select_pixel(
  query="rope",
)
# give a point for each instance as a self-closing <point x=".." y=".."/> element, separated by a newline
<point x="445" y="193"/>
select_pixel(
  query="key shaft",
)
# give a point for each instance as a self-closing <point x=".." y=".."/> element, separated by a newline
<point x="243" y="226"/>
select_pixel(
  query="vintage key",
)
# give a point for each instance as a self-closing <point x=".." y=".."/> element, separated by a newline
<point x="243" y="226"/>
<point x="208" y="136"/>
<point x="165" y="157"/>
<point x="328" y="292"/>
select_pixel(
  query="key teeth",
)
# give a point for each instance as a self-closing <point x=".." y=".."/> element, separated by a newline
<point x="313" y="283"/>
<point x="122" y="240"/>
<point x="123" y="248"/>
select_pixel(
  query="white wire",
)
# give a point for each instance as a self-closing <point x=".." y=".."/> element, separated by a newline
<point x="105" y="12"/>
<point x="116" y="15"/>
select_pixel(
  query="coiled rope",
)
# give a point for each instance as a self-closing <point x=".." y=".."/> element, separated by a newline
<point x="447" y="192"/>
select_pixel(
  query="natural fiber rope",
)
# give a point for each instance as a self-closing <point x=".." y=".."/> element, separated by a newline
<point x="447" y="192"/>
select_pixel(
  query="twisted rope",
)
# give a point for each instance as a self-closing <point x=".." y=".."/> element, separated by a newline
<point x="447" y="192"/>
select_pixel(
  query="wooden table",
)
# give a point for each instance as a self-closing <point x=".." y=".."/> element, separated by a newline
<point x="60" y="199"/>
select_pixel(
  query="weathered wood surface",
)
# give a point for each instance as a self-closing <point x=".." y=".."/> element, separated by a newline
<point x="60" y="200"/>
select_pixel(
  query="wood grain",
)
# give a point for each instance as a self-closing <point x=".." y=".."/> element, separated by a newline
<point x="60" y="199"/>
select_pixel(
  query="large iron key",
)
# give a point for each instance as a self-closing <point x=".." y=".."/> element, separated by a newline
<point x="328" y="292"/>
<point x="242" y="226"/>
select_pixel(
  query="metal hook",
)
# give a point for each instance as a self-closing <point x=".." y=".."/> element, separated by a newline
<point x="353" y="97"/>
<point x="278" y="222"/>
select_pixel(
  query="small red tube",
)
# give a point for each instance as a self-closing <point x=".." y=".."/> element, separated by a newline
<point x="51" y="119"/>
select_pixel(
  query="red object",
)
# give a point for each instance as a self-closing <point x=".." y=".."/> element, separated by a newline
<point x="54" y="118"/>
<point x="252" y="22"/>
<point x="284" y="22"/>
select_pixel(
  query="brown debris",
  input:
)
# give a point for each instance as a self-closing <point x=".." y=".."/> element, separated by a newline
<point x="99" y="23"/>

* * *

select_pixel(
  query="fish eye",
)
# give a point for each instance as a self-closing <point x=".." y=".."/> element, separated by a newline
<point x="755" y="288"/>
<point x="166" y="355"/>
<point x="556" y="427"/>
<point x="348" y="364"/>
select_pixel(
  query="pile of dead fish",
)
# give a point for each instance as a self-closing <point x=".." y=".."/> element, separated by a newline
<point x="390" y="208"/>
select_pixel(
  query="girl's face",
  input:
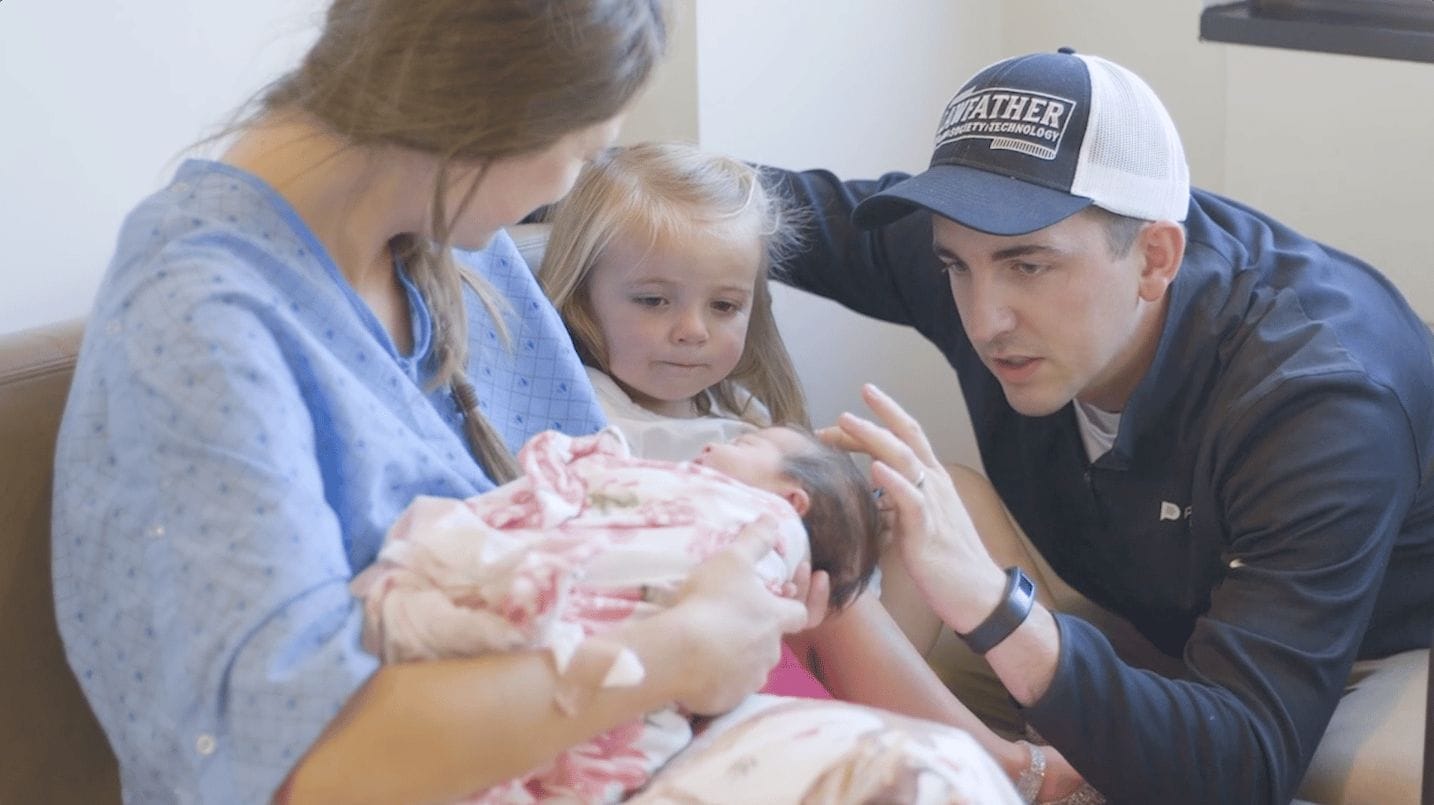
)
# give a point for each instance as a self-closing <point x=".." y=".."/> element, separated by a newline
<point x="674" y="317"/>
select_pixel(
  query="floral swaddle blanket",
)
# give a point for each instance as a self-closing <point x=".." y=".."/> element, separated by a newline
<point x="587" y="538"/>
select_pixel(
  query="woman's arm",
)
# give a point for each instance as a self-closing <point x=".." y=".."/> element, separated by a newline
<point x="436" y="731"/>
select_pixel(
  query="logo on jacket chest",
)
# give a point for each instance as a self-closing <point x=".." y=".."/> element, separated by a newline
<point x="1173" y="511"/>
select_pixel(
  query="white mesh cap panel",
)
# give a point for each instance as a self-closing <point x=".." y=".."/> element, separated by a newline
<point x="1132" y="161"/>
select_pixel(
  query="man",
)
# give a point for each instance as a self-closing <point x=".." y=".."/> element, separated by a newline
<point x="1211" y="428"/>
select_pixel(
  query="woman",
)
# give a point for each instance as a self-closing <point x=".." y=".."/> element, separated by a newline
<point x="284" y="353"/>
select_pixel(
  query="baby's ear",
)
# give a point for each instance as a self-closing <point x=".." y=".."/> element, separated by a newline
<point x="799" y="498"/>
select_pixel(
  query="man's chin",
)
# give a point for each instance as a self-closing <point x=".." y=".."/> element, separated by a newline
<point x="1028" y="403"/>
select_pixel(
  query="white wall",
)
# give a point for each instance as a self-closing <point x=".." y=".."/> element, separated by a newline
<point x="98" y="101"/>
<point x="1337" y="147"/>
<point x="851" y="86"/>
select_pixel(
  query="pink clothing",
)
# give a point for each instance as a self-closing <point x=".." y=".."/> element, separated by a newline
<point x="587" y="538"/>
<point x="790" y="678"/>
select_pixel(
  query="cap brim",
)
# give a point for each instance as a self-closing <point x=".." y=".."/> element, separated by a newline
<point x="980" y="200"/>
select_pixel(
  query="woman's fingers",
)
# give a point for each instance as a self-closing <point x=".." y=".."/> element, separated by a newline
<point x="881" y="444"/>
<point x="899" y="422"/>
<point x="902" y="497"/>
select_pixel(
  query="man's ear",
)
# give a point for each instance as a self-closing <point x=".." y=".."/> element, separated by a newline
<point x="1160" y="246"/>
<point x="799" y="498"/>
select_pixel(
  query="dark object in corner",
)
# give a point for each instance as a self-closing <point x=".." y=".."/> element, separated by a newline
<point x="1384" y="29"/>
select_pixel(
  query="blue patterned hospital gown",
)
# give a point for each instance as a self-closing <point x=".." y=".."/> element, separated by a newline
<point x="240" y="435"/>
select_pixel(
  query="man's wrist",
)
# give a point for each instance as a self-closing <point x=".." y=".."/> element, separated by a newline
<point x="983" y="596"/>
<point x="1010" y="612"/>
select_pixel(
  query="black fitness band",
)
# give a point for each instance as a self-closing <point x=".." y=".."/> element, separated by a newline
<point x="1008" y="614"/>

WHAT THE TASK REQUIRES =
From the data above, extract every line that contains the string "woman".

ANSWER =
  query="woman's arm",
  query="woman",
  query="woman's fingers",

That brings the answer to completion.